[Dataset excerpts]
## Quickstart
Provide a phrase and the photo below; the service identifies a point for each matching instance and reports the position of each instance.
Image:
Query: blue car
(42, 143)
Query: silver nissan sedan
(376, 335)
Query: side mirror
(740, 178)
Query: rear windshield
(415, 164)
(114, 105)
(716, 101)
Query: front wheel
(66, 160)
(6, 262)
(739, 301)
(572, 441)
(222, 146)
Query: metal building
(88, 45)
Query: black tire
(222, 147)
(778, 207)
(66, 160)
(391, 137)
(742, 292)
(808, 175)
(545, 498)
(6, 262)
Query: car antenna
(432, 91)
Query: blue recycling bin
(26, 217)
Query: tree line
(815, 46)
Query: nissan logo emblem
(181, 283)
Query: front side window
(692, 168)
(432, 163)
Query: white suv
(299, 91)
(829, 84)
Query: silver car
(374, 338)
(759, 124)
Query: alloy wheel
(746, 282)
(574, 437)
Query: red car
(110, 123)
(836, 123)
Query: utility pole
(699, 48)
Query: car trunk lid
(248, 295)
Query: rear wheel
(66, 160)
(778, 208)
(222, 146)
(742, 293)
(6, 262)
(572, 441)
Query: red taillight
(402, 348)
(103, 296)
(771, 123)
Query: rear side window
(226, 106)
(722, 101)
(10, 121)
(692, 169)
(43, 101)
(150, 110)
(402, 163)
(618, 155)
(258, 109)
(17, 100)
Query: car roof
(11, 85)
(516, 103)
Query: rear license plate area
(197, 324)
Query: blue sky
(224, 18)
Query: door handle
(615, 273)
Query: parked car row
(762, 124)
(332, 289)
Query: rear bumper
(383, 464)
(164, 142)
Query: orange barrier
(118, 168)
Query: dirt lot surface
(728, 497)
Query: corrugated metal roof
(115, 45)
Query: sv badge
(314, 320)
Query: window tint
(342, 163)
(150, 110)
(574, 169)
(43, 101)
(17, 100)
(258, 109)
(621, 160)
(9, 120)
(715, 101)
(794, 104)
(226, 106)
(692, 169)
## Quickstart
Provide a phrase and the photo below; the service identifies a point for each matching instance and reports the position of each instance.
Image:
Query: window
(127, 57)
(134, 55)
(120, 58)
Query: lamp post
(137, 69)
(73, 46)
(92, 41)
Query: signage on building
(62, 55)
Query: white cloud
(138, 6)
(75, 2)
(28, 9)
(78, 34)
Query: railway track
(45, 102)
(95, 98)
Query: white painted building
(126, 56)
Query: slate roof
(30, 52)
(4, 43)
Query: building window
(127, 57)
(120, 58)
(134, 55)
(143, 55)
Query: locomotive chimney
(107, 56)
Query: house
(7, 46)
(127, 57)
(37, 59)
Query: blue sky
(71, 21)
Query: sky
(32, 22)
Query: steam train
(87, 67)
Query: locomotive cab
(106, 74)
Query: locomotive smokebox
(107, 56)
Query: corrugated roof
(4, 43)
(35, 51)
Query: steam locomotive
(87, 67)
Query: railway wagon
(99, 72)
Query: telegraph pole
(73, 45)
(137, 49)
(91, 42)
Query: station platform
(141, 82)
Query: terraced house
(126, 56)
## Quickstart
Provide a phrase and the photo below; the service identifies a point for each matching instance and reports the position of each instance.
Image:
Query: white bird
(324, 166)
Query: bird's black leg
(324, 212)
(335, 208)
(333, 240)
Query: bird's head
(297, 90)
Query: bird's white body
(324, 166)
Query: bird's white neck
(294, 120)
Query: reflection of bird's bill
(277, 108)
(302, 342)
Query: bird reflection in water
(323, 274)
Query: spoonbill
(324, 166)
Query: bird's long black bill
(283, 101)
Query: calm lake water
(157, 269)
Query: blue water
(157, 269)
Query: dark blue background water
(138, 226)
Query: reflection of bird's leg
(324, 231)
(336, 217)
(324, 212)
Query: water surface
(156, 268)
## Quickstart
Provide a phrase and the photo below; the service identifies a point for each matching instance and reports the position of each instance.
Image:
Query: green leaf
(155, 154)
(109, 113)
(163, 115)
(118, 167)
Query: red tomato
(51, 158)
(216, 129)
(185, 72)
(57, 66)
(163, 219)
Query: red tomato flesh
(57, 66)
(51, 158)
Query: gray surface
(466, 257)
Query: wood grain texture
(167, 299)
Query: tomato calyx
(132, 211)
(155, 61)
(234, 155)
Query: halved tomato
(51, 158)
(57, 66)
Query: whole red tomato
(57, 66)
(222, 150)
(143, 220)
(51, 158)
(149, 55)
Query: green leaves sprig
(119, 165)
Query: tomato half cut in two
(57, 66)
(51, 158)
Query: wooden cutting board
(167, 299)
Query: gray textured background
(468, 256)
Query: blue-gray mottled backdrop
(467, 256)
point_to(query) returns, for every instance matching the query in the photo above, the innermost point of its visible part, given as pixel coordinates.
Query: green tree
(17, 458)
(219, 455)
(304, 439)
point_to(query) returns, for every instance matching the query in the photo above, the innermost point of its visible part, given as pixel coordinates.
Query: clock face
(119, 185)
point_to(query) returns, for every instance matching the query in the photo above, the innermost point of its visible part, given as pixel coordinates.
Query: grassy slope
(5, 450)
==
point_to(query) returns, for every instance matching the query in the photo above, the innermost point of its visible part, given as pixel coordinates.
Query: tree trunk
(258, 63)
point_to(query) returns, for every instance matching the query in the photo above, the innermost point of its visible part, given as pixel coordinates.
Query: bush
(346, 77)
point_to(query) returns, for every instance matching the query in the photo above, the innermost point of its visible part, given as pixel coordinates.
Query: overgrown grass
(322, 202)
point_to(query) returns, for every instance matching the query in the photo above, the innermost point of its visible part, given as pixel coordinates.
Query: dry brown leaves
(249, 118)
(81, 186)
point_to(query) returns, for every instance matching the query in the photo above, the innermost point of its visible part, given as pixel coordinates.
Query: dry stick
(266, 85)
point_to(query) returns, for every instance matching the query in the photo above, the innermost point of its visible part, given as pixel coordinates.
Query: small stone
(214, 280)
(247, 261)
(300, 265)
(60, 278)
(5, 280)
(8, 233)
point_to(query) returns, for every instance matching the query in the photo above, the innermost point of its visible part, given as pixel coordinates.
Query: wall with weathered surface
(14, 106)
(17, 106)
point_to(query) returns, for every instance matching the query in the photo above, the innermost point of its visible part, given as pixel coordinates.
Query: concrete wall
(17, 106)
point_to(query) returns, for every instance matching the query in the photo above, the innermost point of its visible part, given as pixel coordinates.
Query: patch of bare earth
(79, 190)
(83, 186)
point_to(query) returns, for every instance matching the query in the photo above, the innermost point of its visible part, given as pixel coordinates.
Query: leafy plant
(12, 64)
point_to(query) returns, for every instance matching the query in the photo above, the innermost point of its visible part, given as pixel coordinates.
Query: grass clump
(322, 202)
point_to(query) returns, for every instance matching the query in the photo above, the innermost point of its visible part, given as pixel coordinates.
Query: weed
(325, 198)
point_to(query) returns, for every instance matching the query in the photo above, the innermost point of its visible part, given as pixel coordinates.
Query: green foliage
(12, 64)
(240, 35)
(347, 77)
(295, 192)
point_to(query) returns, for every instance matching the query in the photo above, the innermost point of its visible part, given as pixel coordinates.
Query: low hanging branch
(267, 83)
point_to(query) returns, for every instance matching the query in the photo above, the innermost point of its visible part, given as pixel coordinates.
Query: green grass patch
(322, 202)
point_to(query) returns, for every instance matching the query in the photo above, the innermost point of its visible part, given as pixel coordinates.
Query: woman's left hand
--
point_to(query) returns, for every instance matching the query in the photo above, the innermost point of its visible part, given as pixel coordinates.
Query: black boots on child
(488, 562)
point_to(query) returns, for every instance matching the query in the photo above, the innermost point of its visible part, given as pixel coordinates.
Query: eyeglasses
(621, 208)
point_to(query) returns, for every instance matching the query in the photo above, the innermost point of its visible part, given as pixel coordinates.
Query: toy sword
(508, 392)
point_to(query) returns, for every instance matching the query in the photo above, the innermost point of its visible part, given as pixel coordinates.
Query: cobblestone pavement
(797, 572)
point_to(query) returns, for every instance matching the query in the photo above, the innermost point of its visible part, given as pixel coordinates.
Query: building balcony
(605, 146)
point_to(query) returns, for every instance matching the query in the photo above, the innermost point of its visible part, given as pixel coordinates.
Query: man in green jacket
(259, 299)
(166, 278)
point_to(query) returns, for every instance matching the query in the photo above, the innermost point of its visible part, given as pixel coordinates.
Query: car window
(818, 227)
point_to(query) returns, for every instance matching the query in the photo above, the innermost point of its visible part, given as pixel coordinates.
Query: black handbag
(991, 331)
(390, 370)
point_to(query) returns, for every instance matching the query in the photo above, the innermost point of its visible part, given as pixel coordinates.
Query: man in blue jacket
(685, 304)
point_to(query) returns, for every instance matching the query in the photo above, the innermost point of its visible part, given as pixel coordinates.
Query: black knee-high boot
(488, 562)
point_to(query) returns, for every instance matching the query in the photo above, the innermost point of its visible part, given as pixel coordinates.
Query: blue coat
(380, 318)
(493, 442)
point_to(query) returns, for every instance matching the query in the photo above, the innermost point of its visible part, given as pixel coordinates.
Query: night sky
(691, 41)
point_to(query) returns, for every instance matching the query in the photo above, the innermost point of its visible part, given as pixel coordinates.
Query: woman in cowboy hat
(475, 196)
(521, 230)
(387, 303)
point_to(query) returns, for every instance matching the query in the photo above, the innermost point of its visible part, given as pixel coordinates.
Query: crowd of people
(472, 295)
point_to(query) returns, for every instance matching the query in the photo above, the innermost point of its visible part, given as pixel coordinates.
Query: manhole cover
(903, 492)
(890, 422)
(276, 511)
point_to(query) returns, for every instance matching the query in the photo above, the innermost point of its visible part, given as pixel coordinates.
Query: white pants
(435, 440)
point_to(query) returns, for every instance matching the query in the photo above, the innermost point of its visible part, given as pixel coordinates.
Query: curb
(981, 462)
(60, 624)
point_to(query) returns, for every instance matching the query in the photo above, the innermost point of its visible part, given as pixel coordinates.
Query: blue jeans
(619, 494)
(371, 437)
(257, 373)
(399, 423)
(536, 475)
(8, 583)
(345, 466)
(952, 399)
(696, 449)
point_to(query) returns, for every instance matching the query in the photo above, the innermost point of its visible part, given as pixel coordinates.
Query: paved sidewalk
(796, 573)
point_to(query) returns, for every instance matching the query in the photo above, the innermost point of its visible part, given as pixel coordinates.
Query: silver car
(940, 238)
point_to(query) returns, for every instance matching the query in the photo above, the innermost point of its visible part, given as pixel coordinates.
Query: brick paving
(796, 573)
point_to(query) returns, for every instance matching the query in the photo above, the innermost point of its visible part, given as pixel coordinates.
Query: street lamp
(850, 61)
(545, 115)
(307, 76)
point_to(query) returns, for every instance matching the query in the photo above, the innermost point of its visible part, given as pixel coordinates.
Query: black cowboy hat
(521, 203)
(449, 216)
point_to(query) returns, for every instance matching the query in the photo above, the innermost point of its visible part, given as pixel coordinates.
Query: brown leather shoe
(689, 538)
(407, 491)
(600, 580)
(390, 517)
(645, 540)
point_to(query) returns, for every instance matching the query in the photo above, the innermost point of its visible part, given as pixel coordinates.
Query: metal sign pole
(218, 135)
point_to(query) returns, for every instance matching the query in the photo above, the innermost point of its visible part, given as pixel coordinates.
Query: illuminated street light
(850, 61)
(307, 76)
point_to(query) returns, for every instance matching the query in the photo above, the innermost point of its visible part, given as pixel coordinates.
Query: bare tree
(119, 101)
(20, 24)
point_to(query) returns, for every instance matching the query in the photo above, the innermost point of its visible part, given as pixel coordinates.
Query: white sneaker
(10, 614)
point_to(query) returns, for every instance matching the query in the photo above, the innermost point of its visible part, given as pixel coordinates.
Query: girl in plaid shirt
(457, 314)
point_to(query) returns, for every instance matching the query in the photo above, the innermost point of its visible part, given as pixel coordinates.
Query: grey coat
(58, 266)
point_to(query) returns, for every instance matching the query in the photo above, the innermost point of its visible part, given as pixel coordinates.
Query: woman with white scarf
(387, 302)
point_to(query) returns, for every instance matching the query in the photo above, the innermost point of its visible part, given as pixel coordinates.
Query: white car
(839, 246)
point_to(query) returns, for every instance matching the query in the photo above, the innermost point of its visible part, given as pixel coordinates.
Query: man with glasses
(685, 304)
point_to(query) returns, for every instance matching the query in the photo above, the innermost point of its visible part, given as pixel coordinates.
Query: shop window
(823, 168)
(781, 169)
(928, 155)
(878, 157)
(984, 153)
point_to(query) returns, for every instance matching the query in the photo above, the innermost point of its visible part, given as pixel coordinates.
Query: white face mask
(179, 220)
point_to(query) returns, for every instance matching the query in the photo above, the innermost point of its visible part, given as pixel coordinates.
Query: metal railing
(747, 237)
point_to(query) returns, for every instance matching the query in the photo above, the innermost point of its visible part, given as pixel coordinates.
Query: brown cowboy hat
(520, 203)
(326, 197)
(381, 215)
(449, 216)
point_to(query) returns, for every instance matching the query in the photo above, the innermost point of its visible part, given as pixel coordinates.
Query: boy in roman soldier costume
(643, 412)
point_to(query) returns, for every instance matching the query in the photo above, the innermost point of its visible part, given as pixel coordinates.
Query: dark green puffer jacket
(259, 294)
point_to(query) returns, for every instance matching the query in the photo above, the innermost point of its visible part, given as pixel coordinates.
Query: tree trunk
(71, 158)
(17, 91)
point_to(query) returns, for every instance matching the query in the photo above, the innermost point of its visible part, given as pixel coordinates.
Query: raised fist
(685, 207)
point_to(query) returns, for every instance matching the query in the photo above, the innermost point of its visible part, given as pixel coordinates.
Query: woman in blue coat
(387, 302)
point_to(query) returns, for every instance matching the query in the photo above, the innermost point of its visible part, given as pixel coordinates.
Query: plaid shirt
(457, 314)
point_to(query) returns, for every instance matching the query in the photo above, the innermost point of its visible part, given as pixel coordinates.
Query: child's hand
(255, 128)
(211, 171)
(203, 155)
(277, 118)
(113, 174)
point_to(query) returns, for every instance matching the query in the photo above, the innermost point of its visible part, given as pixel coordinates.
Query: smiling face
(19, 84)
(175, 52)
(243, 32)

▸ **Exercise**
All that belongs in the answer is the run of lines above from the line containing "Query: green foliage" through the line containing "Query: woman's left hand", exactly as written.

▸ **Reply**
Query: green foliage
(12, 64)
(240, 35)
(347, 77)
(295, 192)
point_to(query) returns, for every instance matching the query in the photo above, the innermost point of its visible part, given as pixel coordinates.
Query: low hanging branch
(267, 83)
point_to(query) returns, for every instance matching the query in the photo above, the innermost point of its visible part, given as pixel coordinates.
Query: green grass patch
(322, 202)
point_to(query) returns, for every instance matching the query in the photo above, the innermost point of its visible part, given as pixel coordinates.
Query: woman's left hand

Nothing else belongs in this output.